Wednesday, October 12, 2011


Life is full of failures, so chess life must be too.

In marketing, or making presentations to generation sales, by some method, some ideas work best with timing that is near perfect, or a product which is so cool, and so new, that it elicits gasps (oohs and aahs).

Possibly the introduction of a certain celebrity can help or not.

But when all is said and done the "offer" must be so compelling as to overpower all the reasons to do nothing. But there is one factor which shouldn't be ignored and it is the NUMBERS. Being a math guy, I can appreciate this.

If a proposal is made to 1,000 people and 1% respond positively, or 10 people in this case, then is THAT compelling? It depends on other "numbers." If the unit (as Steve Ehrbach would have called it) is $100,000 that might be enough, but then we have to look at some other numbers, such as, "How much is the unit going to cost us?"

We keep coming back to numbers.

Some could look at 990 people saying "No", in effect, as a failure, but if the product cost $25,000 each, then a profit of $750,000 might be considered a huge success.

Similarly, but conversely, if you gave away something for FREE and 80% thought it to be worthy enough to say "Yes" while the "unit" cost was $10 each, then that $800,000 expense better have a big "Whammo" upon final rollout or somebody might just go down the drain.

So while it is perspective, it's also numbers. It doesn't do any good for me to scratch my head and ask WHY there isn't a bigger turnout for the "Chess TNT" event if NO ONE CARES! To "care" something must be compelling, something to get us out of our rocking chair and take action. E.g., if our car has bad brakes, most of us will take some kind of action to solve that problem because life and limb are at danger here--a pretty good sized priority.

[Point annotation dataset records]
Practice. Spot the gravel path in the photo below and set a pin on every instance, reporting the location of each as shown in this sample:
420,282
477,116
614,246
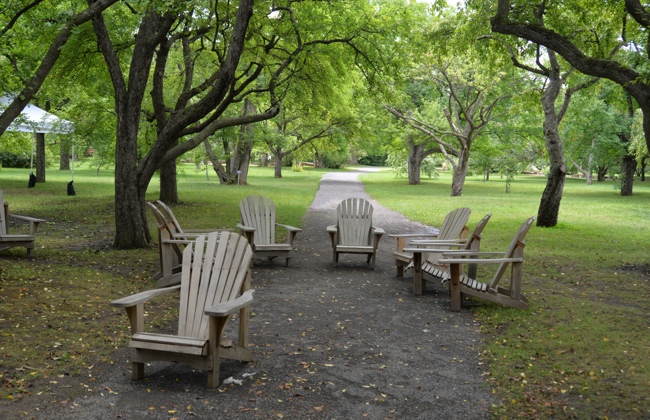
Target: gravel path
342,343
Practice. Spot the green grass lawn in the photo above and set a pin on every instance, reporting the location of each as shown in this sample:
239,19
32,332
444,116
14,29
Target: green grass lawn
581,350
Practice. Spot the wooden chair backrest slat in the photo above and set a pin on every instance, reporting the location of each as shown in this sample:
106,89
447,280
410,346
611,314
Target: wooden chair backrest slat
451,228
259,212
354,222
515,249
214,269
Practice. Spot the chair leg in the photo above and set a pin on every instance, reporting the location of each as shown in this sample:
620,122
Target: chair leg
217,325
137,371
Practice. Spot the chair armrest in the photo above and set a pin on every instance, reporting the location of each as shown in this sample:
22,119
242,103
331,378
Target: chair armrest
177,241
434,242
478,260
142,297
245,228
413,235
289,228
227,308
403,238
26,218
33,222
204,231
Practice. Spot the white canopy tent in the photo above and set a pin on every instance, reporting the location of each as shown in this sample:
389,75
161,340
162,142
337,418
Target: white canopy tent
35,120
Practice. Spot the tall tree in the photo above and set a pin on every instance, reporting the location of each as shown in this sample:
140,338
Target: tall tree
585,35
238,63
467,106
13,49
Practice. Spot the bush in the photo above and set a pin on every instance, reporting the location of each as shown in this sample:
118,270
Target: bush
14,160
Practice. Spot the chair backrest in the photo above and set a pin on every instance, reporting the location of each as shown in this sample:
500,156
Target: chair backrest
475,238
454,223
214,269
515,250
259,212
354,222
3,215
451,228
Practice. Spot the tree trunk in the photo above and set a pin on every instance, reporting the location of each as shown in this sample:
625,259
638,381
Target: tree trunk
168,184
64,156
131,229
278,165
242,158
416,153
549,206
216,165
40,157
628,166
460,173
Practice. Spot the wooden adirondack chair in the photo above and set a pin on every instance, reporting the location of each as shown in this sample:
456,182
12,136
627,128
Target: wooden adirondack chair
462,284
8,240
453,229
354,232
257,222
432,269
215,281
171,242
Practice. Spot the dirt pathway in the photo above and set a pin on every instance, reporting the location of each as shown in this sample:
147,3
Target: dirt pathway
341,343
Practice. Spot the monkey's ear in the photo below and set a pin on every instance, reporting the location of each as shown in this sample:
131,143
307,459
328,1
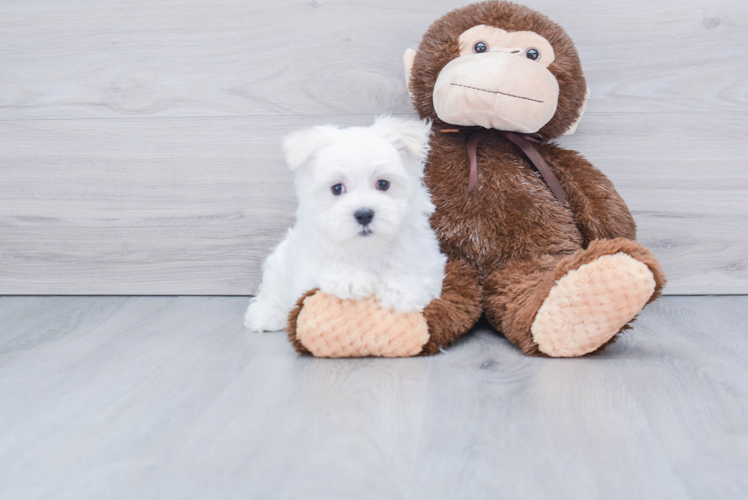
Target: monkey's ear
574,125
300,146
408,58
408,136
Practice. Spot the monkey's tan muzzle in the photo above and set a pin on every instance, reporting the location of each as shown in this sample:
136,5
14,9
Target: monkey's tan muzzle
496,90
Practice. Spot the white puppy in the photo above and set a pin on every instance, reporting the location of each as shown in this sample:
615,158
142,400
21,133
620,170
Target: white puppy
362,224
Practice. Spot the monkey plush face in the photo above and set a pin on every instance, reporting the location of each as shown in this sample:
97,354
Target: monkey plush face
498,65
500,80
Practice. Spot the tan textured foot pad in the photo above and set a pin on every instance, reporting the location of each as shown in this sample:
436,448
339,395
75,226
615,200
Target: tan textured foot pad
335,328
589,305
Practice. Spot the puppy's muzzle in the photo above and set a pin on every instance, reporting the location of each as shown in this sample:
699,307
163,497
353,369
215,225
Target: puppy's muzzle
364,216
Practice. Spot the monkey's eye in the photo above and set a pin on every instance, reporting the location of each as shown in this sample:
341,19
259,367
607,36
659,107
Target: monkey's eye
480,47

◆ PROBLEM REQUIREMENTS: In the post on failure and numbers, which event does the writer wonder about not getting a bigger turnout?

◆ RESULT BELOW: The "Chess TNT" event.